> **What to work on**
List every individual identified by name in the Robert Carter letter below, including its opening summary.

> **Document segment**
## Begin
Robert Carter writes to the trustee of the Fairfax estate,William Cage, of County Kent, England, June 30, 1724, concerning the possibility of obtaining a new lease of the agency of the Northern Neck proprietary. He observes that he makes no money at all from his lease because rents, when he can collect them, are paid in tobacco the value of which is very low, and which rents are further devalued by cheating tax collectors and planters who falsely mark tobacco casks which they fill with "trash."
I have already given you the trouble
of a long letter to day [sic
]
this please to receive in answer to
some other parts of your letter you tell me you are ready
to treat with me for a further leas
I have accordingly im=
powred Mr Perry
to transact it with you for eight or ten
years longer if his Lordship
and you think fit not in expec=
tation of living through that time but in hopes my son
may be able to serve you after my death. I flatter my self [sic
]
you
will be so generous you will abate me the od twenty pound
per Annum which was more then Col: Jennings
gave, you
know the fate he hath met with in your business a consi=
derable part of his ruin is owing to it I can truly say I do
not get the mony by your estate I give you for it and all the
trouble I have been
at in the management of it which is abundance
hath been thus far entirely given away, my greatest hopes
are of some time or another meeting with a hit for Tobo. that
may make me amends.
## End
> **Dataset content**
## Begin
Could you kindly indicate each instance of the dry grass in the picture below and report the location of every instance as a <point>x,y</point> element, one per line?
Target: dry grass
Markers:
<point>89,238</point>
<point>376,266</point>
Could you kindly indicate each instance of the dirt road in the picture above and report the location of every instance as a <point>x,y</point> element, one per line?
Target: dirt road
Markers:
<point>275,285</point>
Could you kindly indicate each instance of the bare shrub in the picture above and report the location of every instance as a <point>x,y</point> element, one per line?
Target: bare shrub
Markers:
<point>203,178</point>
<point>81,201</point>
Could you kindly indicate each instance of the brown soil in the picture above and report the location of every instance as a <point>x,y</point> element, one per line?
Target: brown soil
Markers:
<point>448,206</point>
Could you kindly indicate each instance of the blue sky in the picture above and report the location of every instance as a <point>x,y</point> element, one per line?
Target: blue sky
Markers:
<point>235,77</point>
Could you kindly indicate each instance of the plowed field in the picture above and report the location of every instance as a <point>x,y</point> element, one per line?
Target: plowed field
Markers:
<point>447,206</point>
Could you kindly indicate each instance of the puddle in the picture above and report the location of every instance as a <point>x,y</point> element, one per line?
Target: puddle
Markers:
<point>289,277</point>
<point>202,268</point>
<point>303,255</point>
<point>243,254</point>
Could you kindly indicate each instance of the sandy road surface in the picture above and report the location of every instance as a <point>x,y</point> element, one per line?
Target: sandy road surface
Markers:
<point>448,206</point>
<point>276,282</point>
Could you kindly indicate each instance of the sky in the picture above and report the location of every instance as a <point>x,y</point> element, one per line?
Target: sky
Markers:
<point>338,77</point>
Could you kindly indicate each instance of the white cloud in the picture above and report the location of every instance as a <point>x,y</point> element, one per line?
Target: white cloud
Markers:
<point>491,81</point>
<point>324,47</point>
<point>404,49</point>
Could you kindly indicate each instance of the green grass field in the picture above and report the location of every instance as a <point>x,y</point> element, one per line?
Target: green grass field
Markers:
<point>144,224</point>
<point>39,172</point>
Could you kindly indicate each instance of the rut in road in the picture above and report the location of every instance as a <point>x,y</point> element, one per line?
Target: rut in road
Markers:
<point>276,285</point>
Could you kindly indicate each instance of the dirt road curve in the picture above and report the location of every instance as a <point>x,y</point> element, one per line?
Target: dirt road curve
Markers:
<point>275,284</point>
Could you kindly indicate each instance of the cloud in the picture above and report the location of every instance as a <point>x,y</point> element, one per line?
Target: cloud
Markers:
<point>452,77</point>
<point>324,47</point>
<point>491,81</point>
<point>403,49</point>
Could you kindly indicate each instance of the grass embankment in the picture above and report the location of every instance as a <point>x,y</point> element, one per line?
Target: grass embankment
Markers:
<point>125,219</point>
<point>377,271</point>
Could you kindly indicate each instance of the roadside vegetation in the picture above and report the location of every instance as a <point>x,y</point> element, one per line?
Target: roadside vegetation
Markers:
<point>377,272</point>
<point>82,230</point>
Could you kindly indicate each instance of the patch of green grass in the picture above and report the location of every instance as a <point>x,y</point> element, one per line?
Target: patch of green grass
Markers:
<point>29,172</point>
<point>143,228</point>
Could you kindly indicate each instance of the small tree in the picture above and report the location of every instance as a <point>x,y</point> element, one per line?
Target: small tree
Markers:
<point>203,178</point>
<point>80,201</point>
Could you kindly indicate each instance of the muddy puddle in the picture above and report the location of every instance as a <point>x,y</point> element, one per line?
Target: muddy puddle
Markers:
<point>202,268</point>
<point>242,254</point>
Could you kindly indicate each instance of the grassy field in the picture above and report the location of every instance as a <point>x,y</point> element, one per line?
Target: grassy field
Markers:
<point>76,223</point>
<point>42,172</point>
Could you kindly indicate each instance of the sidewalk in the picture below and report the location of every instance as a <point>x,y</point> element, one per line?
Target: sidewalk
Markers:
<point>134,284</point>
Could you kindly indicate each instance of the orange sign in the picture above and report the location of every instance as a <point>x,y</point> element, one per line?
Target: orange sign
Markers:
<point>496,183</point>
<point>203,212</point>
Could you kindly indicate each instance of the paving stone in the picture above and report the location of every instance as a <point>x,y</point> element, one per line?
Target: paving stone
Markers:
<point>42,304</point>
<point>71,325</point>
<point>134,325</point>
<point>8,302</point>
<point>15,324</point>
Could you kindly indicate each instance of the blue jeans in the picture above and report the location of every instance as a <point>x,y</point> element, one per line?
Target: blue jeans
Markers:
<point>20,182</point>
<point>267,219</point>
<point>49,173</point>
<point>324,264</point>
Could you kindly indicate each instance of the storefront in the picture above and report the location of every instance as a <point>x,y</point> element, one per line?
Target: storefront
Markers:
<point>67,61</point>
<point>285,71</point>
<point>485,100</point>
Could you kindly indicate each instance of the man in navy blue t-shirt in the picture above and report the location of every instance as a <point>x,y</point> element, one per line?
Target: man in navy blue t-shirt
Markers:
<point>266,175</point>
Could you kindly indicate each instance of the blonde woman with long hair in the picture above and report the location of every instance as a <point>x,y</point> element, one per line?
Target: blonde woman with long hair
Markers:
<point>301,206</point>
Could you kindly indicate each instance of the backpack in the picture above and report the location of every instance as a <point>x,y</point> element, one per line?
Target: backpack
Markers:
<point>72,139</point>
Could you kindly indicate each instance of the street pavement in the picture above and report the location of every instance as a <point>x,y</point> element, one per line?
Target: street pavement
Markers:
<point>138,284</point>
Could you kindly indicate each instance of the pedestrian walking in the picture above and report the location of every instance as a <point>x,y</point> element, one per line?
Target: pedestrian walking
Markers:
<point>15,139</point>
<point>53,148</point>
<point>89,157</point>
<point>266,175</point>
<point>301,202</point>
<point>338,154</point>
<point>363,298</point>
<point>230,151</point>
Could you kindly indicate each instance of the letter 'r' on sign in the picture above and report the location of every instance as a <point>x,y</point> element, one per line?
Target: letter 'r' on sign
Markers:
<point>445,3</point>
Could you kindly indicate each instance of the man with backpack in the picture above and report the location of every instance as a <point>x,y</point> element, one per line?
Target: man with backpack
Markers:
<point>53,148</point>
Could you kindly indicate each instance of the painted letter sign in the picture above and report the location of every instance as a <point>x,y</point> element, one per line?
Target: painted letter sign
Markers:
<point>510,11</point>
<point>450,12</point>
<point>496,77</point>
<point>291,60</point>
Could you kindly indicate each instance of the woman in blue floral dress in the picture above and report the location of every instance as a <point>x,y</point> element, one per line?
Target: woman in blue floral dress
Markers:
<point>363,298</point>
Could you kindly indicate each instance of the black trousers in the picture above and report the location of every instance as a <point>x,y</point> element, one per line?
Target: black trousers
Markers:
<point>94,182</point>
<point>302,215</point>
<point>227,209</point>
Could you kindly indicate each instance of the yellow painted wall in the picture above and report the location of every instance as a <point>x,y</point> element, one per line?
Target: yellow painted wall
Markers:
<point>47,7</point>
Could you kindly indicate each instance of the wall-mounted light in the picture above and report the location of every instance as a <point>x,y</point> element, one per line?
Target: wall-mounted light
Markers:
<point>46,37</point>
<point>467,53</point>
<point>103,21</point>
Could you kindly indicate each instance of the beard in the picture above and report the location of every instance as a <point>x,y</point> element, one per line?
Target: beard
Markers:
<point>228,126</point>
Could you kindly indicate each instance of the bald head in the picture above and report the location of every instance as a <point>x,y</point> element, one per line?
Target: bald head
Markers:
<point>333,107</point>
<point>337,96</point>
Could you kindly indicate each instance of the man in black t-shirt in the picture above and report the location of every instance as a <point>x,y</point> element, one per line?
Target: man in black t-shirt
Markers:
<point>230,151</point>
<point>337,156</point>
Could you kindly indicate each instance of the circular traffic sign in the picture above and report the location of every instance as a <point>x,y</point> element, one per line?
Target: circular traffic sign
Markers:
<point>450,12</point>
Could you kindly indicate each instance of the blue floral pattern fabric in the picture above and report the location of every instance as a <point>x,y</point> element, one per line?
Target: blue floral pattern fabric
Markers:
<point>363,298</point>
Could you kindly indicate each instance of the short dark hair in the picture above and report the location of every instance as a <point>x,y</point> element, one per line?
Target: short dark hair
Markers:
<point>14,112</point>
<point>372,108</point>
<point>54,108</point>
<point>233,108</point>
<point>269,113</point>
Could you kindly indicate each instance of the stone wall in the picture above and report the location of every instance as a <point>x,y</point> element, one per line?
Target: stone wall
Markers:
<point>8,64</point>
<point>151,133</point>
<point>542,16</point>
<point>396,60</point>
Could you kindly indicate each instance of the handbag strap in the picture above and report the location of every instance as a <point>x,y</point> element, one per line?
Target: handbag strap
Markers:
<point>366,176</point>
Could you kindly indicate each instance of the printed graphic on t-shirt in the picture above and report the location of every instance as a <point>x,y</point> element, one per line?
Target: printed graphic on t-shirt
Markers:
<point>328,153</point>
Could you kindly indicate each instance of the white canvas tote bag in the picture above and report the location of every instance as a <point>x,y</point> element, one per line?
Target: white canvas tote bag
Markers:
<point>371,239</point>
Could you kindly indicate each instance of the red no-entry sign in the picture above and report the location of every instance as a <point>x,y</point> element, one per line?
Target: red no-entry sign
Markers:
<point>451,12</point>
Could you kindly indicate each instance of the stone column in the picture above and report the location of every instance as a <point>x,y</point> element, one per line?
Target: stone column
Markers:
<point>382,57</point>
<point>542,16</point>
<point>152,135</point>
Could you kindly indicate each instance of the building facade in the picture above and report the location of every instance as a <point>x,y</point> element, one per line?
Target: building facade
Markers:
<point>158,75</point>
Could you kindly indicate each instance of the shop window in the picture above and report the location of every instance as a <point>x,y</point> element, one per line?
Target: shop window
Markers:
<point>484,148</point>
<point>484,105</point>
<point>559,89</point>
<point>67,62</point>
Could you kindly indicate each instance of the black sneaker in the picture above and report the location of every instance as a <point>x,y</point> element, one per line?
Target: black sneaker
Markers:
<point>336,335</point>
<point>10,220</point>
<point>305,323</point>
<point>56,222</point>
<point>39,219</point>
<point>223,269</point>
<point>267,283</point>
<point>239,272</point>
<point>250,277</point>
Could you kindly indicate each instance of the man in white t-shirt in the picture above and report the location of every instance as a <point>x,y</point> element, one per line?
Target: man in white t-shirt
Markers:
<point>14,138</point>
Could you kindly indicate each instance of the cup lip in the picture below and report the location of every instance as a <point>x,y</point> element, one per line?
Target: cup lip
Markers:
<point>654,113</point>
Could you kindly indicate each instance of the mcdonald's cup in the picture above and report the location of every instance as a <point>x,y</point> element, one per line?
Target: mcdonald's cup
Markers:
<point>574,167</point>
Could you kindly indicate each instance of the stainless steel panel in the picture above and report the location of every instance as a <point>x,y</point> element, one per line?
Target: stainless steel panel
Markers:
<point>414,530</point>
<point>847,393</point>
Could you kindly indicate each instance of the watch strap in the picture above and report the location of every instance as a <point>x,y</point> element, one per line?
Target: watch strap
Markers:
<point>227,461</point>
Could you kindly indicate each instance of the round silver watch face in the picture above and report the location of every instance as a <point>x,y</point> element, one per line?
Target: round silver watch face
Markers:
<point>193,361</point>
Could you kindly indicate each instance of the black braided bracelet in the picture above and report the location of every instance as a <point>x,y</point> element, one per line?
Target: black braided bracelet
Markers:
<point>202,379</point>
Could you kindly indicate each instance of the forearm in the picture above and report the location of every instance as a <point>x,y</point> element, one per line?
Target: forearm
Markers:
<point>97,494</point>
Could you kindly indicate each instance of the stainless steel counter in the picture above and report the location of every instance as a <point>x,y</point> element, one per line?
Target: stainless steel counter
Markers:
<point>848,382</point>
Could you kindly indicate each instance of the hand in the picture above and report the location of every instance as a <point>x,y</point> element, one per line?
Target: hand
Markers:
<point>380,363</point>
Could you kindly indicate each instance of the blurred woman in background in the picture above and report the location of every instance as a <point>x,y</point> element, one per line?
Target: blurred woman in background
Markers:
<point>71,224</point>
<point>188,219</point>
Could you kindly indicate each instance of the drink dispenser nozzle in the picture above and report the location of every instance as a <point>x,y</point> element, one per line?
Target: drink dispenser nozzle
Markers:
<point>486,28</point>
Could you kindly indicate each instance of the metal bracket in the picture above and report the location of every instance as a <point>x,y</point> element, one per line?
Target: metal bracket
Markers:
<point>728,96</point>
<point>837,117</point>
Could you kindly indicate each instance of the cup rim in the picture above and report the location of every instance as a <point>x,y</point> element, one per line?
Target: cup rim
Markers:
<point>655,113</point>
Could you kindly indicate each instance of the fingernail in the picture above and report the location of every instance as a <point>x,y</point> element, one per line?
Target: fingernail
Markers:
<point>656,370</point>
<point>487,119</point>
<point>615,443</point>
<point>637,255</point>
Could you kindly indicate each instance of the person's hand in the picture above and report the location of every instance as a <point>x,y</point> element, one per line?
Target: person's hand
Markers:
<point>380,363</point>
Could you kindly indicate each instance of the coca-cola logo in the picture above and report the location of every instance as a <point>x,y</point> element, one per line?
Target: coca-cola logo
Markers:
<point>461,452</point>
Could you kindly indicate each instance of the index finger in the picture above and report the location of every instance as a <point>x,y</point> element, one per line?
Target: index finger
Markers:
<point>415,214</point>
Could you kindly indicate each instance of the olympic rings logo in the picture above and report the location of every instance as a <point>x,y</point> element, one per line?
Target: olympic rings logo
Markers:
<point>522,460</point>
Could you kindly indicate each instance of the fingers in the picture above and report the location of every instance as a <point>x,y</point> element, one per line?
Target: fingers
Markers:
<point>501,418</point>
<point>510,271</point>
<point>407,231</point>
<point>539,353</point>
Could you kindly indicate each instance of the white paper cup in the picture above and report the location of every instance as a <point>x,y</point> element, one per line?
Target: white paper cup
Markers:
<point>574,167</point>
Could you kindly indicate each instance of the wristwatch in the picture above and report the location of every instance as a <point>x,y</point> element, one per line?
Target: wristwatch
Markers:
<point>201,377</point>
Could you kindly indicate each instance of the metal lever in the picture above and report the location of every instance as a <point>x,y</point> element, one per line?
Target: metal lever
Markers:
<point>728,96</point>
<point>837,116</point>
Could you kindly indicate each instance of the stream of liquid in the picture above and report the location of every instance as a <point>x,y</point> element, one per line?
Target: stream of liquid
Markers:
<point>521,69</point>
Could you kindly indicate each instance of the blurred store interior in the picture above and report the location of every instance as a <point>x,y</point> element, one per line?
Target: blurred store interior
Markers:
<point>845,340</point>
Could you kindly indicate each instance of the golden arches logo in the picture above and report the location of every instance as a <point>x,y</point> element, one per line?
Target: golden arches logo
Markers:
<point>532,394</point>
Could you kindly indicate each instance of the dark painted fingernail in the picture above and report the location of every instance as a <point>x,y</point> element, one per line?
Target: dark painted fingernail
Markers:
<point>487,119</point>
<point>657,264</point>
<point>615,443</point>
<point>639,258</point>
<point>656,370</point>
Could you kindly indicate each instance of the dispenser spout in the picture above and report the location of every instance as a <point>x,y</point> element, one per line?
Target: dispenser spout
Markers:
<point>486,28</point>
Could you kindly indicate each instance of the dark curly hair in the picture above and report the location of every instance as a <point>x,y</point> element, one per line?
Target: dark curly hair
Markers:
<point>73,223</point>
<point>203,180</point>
## End
> **Response to this exercise**
Robert Carter, William Cage, Mr Perry, Col: Jennings